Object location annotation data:

## Begin

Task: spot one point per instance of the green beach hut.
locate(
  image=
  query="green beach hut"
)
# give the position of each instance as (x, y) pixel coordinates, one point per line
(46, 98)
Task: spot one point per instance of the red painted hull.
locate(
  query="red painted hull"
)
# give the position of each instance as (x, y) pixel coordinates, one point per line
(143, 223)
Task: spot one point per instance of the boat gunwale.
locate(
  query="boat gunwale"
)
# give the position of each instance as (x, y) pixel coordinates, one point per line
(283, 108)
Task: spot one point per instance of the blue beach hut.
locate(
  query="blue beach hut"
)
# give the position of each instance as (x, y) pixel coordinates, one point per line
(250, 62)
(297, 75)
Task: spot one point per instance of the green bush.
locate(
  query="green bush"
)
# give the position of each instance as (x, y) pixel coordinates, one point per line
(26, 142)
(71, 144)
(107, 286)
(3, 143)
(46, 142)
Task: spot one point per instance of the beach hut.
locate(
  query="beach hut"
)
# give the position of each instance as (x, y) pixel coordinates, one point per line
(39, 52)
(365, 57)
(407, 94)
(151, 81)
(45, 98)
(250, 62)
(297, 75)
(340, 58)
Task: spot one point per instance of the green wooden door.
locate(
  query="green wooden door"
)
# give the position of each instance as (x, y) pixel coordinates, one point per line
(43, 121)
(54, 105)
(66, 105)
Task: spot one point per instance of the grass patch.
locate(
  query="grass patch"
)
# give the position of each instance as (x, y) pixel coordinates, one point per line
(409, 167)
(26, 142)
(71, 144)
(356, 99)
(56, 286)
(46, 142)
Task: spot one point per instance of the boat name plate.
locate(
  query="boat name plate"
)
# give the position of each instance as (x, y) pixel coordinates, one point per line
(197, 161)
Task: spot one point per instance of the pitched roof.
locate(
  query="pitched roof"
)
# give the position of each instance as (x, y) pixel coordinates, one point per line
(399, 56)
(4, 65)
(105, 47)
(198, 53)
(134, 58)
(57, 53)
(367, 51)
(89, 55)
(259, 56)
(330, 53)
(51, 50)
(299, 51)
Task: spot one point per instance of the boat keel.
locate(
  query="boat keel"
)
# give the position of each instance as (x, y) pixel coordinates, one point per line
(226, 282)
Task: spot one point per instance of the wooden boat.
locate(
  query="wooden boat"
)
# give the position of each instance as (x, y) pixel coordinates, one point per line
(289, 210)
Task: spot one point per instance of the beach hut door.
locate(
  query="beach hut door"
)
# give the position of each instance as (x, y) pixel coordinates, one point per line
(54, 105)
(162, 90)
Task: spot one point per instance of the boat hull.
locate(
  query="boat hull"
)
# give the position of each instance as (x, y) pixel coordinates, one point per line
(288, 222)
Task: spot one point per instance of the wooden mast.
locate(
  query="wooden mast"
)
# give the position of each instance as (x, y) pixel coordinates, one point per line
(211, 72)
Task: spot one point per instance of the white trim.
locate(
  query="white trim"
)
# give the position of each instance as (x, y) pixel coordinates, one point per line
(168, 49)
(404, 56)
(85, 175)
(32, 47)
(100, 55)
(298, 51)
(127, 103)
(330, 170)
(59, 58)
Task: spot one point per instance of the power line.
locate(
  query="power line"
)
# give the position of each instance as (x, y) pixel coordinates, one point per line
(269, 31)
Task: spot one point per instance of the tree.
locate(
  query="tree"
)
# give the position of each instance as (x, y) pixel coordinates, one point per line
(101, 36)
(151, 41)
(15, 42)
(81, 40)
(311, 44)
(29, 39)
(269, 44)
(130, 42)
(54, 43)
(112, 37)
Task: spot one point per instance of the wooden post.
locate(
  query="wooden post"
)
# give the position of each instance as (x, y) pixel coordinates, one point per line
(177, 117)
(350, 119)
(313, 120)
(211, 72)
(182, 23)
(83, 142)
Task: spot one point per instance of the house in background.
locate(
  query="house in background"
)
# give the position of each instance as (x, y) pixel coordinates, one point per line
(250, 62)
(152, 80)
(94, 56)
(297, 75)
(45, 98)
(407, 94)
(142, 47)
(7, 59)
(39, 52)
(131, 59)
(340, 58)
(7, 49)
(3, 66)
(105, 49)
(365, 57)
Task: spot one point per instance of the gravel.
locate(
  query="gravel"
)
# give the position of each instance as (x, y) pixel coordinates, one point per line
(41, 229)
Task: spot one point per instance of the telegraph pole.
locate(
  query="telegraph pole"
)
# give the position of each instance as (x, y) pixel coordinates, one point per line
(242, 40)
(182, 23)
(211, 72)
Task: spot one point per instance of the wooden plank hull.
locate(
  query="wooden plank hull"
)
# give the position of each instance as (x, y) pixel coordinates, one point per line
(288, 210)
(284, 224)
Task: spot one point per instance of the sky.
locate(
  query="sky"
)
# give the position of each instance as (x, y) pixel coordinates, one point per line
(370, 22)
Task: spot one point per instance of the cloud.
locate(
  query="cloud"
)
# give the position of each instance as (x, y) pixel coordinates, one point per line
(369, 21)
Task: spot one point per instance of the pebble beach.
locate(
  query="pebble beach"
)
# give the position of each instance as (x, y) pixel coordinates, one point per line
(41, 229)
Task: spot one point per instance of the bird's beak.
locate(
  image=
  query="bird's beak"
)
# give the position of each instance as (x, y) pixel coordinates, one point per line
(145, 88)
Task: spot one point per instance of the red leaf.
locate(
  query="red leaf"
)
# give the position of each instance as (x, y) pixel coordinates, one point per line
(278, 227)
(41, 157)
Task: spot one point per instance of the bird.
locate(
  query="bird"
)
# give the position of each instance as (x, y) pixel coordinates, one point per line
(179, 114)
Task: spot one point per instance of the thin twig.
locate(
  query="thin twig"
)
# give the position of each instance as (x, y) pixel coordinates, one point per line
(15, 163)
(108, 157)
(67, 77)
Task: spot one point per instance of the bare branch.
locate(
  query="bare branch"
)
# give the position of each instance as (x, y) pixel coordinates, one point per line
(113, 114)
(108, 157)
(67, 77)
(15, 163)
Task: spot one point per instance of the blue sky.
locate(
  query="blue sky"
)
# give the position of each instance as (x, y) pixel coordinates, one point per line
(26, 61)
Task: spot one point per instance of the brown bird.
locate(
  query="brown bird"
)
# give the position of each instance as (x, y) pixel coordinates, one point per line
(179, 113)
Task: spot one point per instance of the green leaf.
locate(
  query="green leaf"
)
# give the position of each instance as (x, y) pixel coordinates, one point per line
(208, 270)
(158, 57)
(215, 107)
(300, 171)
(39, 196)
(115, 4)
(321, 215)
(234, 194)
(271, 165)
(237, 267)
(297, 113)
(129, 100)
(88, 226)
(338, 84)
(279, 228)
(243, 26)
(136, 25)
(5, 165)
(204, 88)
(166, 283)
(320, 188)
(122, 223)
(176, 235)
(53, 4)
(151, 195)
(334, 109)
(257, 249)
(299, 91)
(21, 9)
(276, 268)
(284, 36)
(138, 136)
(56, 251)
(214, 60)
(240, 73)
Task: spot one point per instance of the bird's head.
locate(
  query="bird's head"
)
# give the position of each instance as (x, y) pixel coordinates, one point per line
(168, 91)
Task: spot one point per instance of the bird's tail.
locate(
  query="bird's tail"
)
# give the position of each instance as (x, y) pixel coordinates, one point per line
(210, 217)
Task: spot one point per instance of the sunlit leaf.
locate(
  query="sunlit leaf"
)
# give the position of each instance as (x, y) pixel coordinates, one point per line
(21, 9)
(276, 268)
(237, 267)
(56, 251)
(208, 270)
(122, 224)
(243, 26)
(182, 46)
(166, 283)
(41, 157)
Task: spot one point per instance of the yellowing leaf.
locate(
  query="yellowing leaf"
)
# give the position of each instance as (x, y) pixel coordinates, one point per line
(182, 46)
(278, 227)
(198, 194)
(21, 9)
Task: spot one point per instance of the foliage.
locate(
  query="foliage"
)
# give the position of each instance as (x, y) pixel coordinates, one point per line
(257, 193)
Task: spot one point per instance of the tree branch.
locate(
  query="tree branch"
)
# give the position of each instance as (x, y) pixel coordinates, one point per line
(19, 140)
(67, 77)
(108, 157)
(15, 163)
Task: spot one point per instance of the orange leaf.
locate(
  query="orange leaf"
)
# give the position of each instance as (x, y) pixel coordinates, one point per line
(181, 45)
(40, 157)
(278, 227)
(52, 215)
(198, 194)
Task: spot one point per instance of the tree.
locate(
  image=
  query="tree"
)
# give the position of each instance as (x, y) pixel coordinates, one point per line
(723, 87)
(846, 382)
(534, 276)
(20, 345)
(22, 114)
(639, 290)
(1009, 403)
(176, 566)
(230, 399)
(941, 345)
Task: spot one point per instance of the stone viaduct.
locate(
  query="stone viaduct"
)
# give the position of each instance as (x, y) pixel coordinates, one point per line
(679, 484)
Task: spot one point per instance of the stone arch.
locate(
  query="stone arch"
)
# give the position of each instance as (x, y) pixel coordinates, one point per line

## End

Return exactly the lines from the line bearing "Task: spot one point per instance of the bird's tail." to the end of the records, inclusive of both; include no other lines.

### WRITTEN RESPONSE
Task: spot one point per instance of the bird's tail.
locate(
  query="bird's tail"
)
# give the position of each instance as (x, y) pixel coordinates, one point per line
(210, 217)
Task: spot one point per instance of the sunlit leaf.
locate(
  query="sunlit leaf"
)
# give the position of each instance as (x, y) pixel coordinates, one point per line
(21, 9)
(276, 268)
(237, 267)
(56, 251)
(208, 270)
(122, 224)
(243, 26)
(182, 46)
(166, 283)
(41, 157)
Task: spot one point per instance of the yellowing leaf.
locate(
  query="yellowing leaf"
)
# give the position of each instance as (x, y) pixel coordinates, one point per line
(182, 46)
(278, 227)
(198, 194)
(21, 9)
Task: spot one point per instance of the foliage.
locate(
  query="foliage"
)
# give the position of each instance as (x, y) pixel coordinates, one point per line
(257, 193)
Task: spot one point per instance of the tree branch.
locate(
  query="tree branch"
)
# give the position of each instance as (x, y) pixel coordinates, one point per line
(19, 140)
(67, 77)
(108, 157)
(15, 163)
Task: spot one point per instance of the orange leaf.
locate(
  query="orange leaf"
)
# give the position of each instance as (x, y) pixel coordinates, one point per line
(181, 45)
(40, 157)
(278, 227)
(52, 215)
(198, 194)
Task: spot one point per instance of the tree.
locate(
  image=
  query="tree"
)
# give the position of each instance as (x, y) pixel coordinates, one point per line
(723, 87)
(846, 382)
(534, 276)
(20, 345)
(22, 114)
(639, 290)
(1009, 403)
(176, 566)
(230, 399)
(941, 345)
Task: spot one point per instance of the stone viaduct.
locate(
  query="stone viaduct"
)
# give the position of each instance as (x, y) pixel coordinates, one point per line
(679, 484)
Task: spot one point per instance of the stone arch.
locate(
  query="stone arch"
)
# give the position of each instance as (x, y) pixel coordinates, one point per line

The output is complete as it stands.